# WHAT TO DO
Extract the first line through the line containing "positive clicks: (399, 342)" from the listing below, exactly as written.

# EXERCISE MATERIAL
══════════════════════════════
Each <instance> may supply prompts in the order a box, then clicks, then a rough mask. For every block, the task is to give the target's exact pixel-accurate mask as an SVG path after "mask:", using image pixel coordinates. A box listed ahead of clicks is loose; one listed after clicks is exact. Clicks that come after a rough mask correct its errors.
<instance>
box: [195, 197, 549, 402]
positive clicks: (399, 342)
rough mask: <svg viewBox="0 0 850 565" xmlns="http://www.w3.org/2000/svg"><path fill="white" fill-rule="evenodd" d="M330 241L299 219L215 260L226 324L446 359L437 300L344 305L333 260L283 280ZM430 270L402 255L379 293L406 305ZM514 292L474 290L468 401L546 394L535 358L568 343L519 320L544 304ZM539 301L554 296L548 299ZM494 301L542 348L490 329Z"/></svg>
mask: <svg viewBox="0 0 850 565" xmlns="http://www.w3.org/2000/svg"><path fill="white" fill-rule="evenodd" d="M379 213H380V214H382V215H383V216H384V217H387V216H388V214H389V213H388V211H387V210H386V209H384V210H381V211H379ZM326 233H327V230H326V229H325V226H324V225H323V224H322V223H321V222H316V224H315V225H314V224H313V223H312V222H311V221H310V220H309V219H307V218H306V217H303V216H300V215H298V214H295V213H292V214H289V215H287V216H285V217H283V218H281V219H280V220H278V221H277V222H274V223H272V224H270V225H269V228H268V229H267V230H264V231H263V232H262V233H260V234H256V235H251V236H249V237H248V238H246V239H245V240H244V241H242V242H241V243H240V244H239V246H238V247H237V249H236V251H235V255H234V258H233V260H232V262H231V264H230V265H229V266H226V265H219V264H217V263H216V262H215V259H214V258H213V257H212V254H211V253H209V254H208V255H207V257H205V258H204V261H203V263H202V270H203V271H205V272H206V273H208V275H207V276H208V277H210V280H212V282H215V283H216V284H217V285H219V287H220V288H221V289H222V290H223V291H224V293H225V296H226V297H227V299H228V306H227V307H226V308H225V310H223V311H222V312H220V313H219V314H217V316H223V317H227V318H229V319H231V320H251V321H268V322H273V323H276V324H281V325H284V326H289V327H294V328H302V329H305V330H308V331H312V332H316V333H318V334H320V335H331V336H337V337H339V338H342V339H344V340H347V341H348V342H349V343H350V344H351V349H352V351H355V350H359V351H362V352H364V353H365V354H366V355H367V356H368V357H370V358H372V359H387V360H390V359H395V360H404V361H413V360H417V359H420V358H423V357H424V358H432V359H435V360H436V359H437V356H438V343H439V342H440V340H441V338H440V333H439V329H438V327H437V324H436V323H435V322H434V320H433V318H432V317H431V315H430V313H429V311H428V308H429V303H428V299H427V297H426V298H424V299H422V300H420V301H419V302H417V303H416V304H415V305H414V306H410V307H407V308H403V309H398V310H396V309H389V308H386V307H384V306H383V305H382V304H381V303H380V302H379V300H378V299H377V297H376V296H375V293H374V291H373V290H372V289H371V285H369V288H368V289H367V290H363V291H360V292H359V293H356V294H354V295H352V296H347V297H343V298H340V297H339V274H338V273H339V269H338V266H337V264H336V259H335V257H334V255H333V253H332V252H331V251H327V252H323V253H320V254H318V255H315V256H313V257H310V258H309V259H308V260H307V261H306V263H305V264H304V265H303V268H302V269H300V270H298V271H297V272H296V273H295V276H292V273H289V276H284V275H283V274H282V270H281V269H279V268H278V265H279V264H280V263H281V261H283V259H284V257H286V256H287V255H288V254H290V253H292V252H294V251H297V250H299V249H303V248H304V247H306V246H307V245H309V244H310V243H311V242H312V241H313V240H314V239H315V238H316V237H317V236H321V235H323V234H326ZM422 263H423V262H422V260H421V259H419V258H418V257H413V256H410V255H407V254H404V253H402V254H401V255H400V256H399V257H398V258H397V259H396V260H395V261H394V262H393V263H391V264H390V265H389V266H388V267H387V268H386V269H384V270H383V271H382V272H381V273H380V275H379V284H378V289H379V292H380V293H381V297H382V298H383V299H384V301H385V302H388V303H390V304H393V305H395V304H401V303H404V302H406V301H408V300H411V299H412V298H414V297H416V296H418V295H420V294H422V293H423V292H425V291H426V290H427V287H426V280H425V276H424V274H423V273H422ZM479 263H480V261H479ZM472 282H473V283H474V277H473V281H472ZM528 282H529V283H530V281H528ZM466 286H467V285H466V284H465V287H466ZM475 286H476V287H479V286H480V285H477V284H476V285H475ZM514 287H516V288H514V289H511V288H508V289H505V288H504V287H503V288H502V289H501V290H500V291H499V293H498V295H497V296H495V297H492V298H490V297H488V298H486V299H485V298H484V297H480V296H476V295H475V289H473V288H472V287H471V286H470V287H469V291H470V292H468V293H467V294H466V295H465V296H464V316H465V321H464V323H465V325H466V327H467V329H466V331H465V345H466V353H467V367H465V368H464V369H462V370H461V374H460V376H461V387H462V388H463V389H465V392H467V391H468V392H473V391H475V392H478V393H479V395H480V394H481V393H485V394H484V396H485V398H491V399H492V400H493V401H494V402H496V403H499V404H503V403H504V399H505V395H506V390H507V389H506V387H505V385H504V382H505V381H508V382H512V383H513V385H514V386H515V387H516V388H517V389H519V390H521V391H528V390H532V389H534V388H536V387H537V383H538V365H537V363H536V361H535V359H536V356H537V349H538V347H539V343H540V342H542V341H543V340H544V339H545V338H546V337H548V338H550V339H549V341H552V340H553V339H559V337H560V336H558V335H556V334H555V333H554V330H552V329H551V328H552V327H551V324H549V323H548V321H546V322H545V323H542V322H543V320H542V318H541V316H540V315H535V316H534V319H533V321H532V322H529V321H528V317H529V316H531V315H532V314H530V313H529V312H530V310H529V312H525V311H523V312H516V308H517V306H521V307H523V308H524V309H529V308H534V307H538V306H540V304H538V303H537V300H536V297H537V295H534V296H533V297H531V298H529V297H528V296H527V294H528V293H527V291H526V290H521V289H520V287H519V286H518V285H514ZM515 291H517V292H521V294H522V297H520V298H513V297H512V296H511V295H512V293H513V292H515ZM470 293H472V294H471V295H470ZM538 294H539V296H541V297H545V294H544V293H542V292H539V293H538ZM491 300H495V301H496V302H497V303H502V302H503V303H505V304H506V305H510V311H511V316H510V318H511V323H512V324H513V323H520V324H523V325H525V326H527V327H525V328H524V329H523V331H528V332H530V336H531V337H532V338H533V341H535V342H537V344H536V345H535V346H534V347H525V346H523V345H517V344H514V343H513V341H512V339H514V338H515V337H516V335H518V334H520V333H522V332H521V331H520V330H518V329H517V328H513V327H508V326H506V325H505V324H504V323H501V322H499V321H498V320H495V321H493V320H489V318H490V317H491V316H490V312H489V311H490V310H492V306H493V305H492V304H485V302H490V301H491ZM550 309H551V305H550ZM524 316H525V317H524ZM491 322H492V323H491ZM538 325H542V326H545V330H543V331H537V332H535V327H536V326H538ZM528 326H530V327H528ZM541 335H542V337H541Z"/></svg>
══════════════════════════════
# ANSWER TO THE EXERCISE
Each <instance> may supply prompts in the order a box, then clicks, then a rough mask. For every block, the task is to give the target's exact pixel-accurate mask as an SVG path after "mask:", using image pixel coordinates. A box listed ahead of clicks is loose; one listed after clicks is exact. Clicks that come after a rough mask correct its errors.
<instance>
box: [195, 197, 549, 402]
positive clicks: (399, 342)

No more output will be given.